Apply what you read |
**1)** According to the article on the new abortion laws, by when does the Committee on Health and Children expect to deliver its report?
**2)** Render this sentence from the article on the new abortion laws in Spanish: "Fine Gael TD Mr Buttimer said he hoped the hearings would help determine what issues need to be addressed."
**3)** Supply the next few sentences of the news article on the abortion law hearings, picking up right after its final sentence.

Document segment |
################

Sunday, January 06, 2013

Experts discuss new abortion laws

Medical and legal experts will meet cross-party politicians to make recommendations on draft legislation for new abortion laws.

Government plans to introduce a combination of legislation and regulation to legalise the procedure as a last resort to save a pregnant woman's life will be discussed during three days of public hearings next week.

The Committee on Health and Children expects to deliver a report by the end of the month which will help guide the Government in implementing the new laws.

"The committee's hearings will be conducted in a balanced, fair and calm manner focusing on the issues which need to be considered in drafting the legislation and regulations," committee chairman Jerry Buttimer said.

"While we recognise that many people have divergent and deep-held views on the issues involved, we expect that the meetings will be held in a manner that is respectful and tolerant."

Medical practitioners, legal experts, representatives of churches and religious and advocacy groups will be among those attending the meetings on Tuesday, Wednesday and Thursday. 

Fine Gael TD Mr Buttimer said he hoped the hearings would help determine what issues need to be addressed.

The Government revealed plans to reform the limited ban on abortion last month, which will only allow a pregnancy to be terminated if there is a real and substantial risk to a woman's life.

################

The data |
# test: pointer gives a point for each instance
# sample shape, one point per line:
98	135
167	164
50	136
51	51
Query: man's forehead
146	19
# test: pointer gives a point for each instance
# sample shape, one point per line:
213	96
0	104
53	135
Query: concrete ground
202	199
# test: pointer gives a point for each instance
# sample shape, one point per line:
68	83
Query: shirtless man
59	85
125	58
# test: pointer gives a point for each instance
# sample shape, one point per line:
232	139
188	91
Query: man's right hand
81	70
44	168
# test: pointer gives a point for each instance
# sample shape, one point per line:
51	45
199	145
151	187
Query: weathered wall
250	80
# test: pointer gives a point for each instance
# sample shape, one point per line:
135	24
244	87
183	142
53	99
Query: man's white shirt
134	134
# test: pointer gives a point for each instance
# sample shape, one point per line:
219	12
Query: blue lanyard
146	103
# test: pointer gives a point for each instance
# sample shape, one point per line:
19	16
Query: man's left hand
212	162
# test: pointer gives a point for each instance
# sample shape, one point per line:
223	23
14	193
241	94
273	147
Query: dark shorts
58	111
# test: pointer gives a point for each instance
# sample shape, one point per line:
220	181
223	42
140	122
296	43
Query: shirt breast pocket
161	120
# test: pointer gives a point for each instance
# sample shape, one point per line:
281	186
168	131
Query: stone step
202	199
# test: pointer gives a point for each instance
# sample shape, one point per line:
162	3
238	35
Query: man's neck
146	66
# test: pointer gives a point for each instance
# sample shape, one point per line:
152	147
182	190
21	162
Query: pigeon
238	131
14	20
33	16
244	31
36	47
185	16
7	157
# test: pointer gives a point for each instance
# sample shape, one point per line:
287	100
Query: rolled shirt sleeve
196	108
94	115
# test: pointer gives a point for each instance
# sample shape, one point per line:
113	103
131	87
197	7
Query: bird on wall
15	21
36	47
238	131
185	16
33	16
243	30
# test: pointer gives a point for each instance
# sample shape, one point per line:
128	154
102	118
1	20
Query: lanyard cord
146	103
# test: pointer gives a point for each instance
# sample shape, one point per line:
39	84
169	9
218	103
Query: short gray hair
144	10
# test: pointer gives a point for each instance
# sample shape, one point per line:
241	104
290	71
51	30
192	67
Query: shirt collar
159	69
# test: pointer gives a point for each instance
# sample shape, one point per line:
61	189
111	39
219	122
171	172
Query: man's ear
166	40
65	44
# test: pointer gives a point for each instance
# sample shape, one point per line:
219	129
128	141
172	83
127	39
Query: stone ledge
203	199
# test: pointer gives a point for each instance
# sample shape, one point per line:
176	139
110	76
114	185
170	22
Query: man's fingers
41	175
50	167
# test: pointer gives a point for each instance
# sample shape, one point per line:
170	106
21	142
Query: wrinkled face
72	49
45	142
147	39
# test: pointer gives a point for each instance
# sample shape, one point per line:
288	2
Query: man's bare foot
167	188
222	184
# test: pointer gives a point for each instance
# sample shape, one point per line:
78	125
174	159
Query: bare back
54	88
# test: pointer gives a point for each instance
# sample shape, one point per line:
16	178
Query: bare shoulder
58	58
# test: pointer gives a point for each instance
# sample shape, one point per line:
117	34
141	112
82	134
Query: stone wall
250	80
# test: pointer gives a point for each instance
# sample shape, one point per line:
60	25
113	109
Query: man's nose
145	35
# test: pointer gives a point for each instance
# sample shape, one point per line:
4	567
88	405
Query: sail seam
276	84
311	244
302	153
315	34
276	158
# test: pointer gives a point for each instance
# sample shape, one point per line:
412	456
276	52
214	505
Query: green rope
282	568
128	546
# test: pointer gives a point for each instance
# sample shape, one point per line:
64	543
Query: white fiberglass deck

################

Answers to the exercises |
**1)** By the end of the month.

**2)** El TD de Fine Gael, el Sr. Buttimer, dijo que esperaba que las audiencias ayudaran a determinar qué cuestiones es necesario abordar.

**3)**
The legislation will be drafted in accordance with the 20-year-old Supreme Court ruling on the X case, which allows for abortion when a woman's life is in danger - including the threat of suicide.

The Government's decision to introduce a combination of legislation and regulation followed recommendations in an expert group report in November. 

The report was compiled to set out options on how to respond to a European Court of Human Rights (ECHR) ruling on the so-called ABC case, which found the state violated the rights of a woman in remission from cancer who was forced to travel abroad to terminate her pregnancy.

Its publication also coincided with the tragic death of pregnant Indian woman Savita Halappanavar, who miscarried 17 weeks into her pregnancy. 

The 31-year-old died at Galway University Hospital on October 28 after contracting septicaemia. 

Her husband Praveen Halappanavar claimed she had been denied an abortion.